EXTRACTED DATA: Begin

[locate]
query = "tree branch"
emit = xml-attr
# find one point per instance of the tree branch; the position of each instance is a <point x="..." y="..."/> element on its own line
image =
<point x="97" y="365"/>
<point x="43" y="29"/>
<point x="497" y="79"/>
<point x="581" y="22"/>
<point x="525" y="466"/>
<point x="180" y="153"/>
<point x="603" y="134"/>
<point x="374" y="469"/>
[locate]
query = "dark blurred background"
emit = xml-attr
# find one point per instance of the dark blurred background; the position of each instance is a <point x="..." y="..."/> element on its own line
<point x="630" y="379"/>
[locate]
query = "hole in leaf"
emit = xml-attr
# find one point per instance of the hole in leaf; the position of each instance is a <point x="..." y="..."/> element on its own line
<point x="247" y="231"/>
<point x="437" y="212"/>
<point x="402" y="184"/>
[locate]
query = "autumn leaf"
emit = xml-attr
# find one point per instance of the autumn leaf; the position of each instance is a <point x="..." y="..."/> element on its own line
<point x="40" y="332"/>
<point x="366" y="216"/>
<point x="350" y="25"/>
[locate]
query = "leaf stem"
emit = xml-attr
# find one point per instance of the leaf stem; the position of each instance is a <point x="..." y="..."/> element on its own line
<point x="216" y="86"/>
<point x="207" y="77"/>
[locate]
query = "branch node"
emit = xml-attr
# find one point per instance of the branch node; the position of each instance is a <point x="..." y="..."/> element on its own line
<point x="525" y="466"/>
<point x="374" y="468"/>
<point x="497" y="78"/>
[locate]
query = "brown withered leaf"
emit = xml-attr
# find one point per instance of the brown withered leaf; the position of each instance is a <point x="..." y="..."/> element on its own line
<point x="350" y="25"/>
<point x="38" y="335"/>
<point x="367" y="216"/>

EXTRACTED DATA: End

#### [WORK ITEM]
If a line of the data above contains "query", copy it out.

#### [RESPONSE]
query = "tree branch"
query = "dark blurred background"
query = "hole in leaf"
query = "autumn leaf"
query = "leaf stem"
query = "branch node"
query = "brown withered leaf"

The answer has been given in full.